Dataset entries
-- Opening Marker --

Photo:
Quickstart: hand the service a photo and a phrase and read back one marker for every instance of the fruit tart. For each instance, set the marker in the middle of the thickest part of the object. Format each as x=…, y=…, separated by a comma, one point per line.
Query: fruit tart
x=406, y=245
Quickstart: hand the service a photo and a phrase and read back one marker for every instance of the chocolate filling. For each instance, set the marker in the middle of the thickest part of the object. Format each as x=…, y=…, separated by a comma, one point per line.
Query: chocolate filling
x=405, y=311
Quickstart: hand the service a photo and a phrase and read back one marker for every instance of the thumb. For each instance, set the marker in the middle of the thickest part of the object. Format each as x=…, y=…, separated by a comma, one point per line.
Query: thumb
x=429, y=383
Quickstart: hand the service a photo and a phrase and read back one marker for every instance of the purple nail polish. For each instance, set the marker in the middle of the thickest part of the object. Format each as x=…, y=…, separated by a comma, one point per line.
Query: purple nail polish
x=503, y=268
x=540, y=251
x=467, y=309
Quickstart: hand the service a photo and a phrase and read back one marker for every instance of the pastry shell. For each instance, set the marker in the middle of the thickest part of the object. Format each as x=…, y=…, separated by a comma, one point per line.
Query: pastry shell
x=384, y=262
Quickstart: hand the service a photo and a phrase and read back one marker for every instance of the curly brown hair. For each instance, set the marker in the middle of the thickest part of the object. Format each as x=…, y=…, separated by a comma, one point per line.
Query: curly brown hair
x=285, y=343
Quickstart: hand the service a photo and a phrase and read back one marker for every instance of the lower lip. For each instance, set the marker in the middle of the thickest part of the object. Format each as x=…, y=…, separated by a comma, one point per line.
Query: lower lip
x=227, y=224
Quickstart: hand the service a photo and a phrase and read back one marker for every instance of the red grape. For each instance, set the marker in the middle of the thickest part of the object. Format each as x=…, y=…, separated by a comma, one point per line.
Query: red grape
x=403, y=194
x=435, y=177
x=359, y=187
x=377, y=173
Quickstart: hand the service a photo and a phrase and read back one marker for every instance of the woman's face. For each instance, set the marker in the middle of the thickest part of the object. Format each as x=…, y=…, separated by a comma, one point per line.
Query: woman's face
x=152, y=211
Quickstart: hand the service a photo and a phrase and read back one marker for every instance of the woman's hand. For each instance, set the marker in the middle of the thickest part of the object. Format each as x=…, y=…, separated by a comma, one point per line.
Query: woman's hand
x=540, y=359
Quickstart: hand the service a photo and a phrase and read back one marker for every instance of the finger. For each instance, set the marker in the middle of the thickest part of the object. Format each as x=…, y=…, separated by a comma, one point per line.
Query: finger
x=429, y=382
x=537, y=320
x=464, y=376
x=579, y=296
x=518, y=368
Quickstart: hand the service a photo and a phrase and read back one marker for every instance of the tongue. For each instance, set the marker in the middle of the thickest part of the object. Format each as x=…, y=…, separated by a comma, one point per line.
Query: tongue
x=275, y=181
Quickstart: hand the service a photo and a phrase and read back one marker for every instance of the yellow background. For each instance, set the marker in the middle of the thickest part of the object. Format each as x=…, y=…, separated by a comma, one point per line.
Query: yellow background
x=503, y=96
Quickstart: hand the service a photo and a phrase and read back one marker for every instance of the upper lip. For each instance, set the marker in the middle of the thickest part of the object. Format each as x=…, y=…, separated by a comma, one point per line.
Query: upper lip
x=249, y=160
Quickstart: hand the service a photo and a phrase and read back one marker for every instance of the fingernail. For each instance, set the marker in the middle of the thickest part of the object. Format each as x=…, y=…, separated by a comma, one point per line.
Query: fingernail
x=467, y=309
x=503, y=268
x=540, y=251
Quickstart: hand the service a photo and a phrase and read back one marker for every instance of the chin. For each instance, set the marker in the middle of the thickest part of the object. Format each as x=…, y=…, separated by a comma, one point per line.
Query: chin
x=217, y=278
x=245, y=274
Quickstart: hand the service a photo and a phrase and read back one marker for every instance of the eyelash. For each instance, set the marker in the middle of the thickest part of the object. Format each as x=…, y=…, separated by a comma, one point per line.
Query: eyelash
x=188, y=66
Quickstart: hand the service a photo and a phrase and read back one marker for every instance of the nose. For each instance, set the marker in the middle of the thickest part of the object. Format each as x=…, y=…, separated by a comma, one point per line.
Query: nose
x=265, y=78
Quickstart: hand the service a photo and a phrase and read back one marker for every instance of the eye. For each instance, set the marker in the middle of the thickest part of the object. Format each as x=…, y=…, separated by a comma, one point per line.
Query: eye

-- Closing Marker --

## ABOUT THIS TASK
So that nothing is lost, please reproduce each entry exactly as written.

## REPLY
Photo:
Quickstart: hand the service a photo and a phrase and read back one marker for every instance of the fruit tart. For each instance, set the marker in the middle of the thickest part of the object. Format each as x=…, y=…, separated by a comma, one point per line.
Query: fruit tart
x=406, y=245
Quickstart: hand the service a photo and a phrase and read back one marker for every instance of the chocolate filling. For each instance, set the marker in the middle of the thickest part of the object. Format each as x=…, y=…, separated by a comma, one point per line.
Query: chocolate filling
x=405, y=311
Quickstart: hand the service a photo and a phrase and read back one marker for every instance of the thumb. For each instance, set the marker in the middle of the thickest part of the object. Format each as x=…, y=…, separated by a comma, one point per line.
Query: thumb
x=429, y=383
Quickstart: hand the service a photo and a phrase and read back one marker for every instance of the purple nail polish. For each instance, set the marker in the middle of the thickest part of the object. Format each as x=…, y=…, separated by a comma, one point per line.
Query: purple nail polish
x=503, y=268
x=540, y=251
x=467, y=309
Quickstart: hand the service a photo and a phrase and read back one marker for every instance of the pastry shell. For each instance, set the marker in the middle of the thickest part of the object. Format each as x=…, y=…, separated by a comma, one point per line.
Query: pastry shell
x=384, y=262
Quickstart: hand the service a photo and a phrase and read back one marker for every instance of the curly brown hair. For each instance, set the marker in the middle of the thickest part of the object. Format each as x=…, y=…, separated by a comma, one point per line.
Query: curly brown hair
x=285, y=343
Quickstart: hand the service a photo and a phrase and read back one marker for every instance of the lower lip. For each instance, set the marker in the middle of the thickest part of the object. Format each as x=…, y=…, separated by a comma, one point per line.
Query: lower lip
x=227, y=224
Quickstart: hand the service a photo and a phrase and read back one marker for every instance of the red grape. For each instance, set the marker in the middle of the thickest part of the object. Format each as x=…, y=…, separated by a comma, one point per line.
Query: red grape
x=403, y=194
x=435, y=177
x=359, y=187
x=377, y=173
Quickstart: hand the service a photo and a phrase and read back one marker for every instance of the woman's face. For each instance, set the marker in the middle of the thickest part of the object. Format each as x=…, y=…, separated by a comma, one point per line.
Query: woman's face
x=152, y=211
Quickstart: hand the service a photo and a phrase and read back one marker for every instance of the woman's hand. For each instance, set the marker in the middle of the thickest part of the object. Format each as x=…, y=…, separated by a comma, one point per line.
Query: woman's hand
x=540, y=359
Quickstart: hand the service a photo and a phrase and read back one marker for every instance of the finger. For each instance, set the marker in the middle of the thickest part of the object. Format each as x=…, y=…, separated by a comma, one point per line.
Query: finger
x=429, y=382
x=537, y=320
x=464, y=376
x=579, y=296
x=518, y=368
Quickstart: hand the service a photo and a phrase and read back one marker for every instance of the tongue. For each instance, set the marker in the middle of the thickest part of the object. Format each as x=…, y=…, separated by a comma, one point per line.
Query: tongue
x=275, y=181
Quickstart: hand the service a photo and a phrase and read back one marker for every instance of the yellow background. For each instance, set the marker in the middle of the thickest part of the object. Format each as x=…, y=…, separated by a comma, one point per line.
Query: yellow background
x=503, y=96
Quickstart: hand the service a photo and a phrase and read back one marker for every instance of the upper lip. For each instance, set the marker in the middle of the thickest part of the object. Format each as x=…, y=…, separated by a comma, one point per line.
Query: upper lip
x=249, y=160
Quickstart: hand the service a photo and a phrase and read back one marker for every instance of the fingernail. For each instance, set the marker in the middle of the thickest part of the object. Format each as x=…, y=…, separated by a comma, one point per line.
Query: fingernail
x=467, y=309
x=503, y=268
x=540, y=251
Quickstart: hand the service a photo and a phrase and read back one marker for every instance of the chin. For each instance, set the marker in the middle of the thickest part of the object. Format each as x=…, y=…, separated by a comma, one point per line.
Query: chin
x=217, y=278
x=245, y=274
Quickstart: hand the service a photo and a phrase and read back one marker for every instance of the eyelash. For each instance, set the marker in the middle of the thickest part of the object. Format each as x=…, y=…, separated by a comma, one point per line.
Query: eyelash
x=188, y=66
Quickstart: hand the service a photo and a phrase and read back one marker for every instance of the nose. For each instance, set the marker in the middle of the thickest part of the object. Format each as x=…, y=…, separated by a comma, one point per line.
Query: nose
x=265, y=78
Quickstart: hand the service a photo and a phrase and read back one marker for every instance of the eye. For each instance, set the marker in the middle of the thickest part of the object. Format each as x=…, y=…, separated by a comma, one point per line.
Query: eye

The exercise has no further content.